:: What the task requires ::
Find every line in the entries below that contains the word "sleeve" and copy each of those lines.

:: Provided data ::

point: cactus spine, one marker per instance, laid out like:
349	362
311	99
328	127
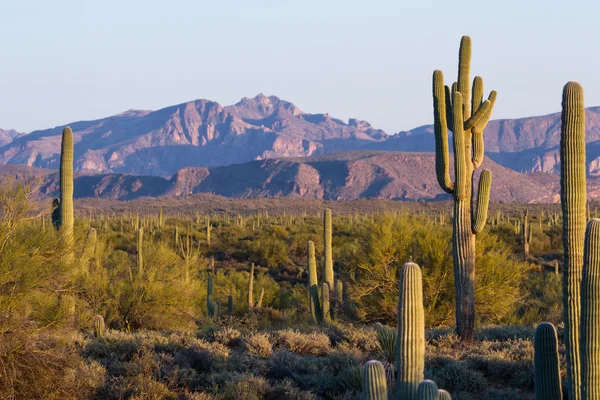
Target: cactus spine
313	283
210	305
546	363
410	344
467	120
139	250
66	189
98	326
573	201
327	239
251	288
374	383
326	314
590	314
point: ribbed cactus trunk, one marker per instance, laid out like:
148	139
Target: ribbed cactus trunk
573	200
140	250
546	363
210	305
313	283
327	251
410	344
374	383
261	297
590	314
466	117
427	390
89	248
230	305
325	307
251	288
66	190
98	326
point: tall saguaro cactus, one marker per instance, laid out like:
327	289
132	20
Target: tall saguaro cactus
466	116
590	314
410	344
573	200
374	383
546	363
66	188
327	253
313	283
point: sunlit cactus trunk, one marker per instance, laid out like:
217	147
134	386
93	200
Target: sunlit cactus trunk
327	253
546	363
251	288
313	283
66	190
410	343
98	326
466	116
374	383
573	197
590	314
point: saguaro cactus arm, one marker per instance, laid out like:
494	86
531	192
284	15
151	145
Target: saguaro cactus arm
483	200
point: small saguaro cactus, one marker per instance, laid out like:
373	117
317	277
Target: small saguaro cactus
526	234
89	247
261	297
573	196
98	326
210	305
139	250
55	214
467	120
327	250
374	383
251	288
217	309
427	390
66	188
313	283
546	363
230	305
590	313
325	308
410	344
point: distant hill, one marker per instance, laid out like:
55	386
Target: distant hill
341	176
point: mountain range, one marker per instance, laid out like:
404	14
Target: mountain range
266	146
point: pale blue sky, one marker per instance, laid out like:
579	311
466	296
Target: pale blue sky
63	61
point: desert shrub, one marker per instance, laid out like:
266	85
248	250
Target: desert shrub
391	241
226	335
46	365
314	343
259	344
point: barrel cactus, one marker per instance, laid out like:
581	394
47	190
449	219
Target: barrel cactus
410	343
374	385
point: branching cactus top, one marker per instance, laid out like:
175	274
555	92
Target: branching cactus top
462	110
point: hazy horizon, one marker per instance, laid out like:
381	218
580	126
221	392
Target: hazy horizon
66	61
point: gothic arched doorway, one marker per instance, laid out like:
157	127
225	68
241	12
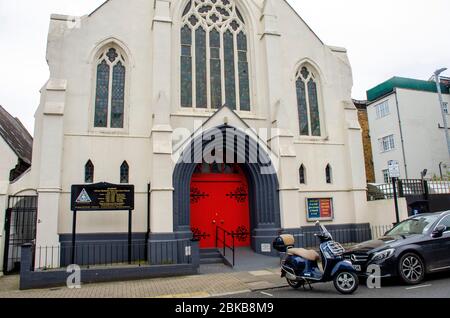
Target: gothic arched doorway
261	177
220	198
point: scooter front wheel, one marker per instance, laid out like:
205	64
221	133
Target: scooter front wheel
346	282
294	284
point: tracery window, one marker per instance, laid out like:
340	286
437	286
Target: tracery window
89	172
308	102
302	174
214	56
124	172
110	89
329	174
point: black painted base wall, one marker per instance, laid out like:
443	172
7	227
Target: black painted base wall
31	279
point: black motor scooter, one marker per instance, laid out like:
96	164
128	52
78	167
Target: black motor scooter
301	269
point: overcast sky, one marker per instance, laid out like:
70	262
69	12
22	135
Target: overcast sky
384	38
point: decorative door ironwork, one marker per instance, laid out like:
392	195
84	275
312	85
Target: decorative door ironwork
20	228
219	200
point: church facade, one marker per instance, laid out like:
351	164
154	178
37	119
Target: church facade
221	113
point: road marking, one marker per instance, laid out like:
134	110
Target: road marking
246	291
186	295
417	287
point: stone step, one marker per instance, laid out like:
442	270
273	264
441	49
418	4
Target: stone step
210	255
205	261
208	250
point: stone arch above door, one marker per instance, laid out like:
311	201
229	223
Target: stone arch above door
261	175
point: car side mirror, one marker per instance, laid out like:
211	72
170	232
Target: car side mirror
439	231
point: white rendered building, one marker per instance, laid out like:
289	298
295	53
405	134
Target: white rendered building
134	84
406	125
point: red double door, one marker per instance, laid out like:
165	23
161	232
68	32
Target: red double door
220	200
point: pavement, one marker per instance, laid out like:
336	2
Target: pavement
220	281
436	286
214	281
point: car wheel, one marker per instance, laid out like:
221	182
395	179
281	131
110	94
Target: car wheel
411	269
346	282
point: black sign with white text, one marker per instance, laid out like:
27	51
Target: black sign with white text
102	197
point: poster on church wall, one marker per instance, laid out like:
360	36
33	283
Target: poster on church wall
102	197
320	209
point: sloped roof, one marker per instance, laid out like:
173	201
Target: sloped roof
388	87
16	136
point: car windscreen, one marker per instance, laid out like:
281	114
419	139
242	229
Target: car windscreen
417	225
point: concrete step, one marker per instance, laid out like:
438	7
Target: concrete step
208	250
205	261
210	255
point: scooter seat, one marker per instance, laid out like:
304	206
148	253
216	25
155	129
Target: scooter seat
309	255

* * *

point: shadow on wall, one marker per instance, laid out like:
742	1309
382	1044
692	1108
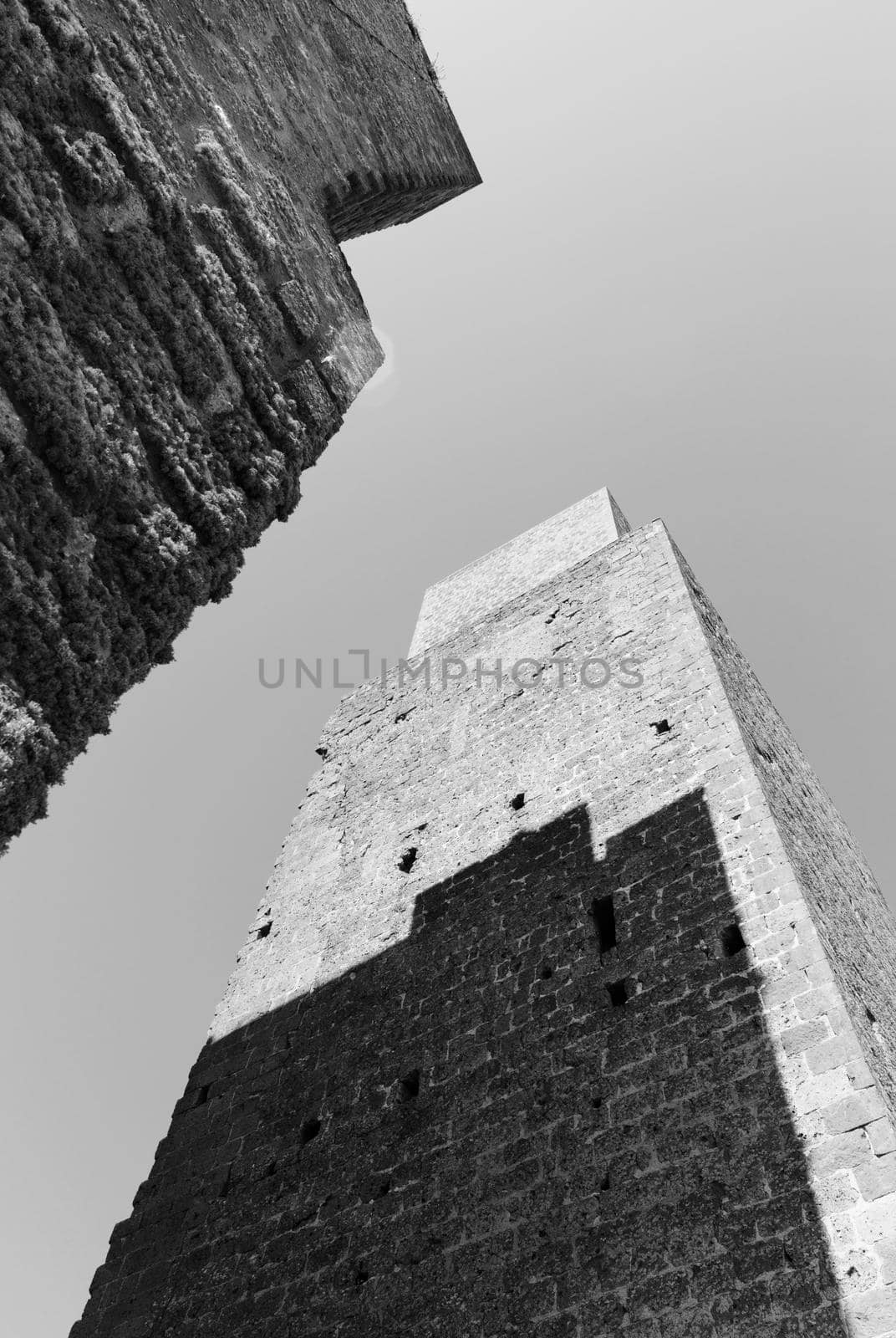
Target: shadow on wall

==

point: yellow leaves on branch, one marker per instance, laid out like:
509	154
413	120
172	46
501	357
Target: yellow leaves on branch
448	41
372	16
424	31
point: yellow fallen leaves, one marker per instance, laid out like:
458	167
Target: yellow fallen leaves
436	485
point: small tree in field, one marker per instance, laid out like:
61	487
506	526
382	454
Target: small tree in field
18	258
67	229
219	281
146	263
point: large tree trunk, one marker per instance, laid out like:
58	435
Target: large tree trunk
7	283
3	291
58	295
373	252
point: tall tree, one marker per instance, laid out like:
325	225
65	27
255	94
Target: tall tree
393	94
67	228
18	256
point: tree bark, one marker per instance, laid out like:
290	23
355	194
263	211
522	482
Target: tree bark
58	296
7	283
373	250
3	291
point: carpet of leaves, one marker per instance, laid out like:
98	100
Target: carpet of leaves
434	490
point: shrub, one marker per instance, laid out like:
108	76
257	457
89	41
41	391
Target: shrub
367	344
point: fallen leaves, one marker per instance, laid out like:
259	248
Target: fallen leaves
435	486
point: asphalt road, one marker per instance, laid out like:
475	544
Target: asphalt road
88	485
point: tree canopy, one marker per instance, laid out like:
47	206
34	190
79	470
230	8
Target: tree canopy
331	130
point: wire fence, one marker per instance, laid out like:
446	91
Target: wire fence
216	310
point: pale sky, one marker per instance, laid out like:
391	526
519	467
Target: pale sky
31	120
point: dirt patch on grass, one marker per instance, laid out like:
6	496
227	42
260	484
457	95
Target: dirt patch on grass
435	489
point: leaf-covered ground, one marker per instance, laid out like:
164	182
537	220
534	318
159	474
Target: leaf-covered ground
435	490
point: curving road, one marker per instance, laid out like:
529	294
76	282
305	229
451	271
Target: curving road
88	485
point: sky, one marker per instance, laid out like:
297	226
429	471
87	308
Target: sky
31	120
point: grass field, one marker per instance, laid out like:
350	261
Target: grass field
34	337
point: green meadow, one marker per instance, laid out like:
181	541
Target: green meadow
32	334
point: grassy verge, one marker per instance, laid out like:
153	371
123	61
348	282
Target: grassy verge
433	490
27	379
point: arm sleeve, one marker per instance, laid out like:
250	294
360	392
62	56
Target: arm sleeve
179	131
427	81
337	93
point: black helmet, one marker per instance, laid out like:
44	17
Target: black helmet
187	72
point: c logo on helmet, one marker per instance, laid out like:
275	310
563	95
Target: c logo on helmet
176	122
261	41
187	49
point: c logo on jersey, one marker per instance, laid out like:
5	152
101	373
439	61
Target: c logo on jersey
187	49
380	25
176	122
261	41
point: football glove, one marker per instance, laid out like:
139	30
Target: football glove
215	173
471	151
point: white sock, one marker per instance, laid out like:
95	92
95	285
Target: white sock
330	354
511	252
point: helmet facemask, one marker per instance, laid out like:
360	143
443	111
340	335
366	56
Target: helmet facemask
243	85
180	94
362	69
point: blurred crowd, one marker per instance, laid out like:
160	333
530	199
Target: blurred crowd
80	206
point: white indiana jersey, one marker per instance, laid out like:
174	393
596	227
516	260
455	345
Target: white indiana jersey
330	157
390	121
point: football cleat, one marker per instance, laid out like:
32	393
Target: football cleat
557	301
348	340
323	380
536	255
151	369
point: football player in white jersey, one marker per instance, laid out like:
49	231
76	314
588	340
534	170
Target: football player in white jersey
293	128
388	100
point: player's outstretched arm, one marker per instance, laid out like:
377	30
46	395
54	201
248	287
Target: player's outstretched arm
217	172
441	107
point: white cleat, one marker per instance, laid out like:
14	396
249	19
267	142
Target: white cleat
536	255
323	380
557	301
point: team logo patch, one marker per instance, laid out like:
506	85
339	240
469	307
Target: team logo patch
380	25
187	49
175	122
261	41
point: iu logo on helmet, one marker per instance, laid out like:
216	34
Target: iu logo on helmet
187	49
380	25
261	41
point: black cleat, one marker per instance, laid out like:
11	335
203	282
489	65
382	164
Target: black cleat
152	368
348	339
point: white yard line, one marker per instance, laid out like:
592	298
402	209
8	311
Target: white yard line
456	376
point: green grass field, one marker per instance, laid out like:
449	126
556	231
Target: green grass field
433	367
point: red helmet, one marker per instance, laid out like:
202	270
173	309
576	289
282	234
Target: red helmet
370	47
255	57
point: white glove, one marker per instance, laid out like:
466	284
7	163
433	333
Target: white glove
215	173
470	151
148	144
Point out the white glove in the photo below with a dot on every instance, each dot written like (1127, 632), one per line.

:: Task solution ::
point: arm sleeve, one marker per instance, laid out like:
Target: arm sleeve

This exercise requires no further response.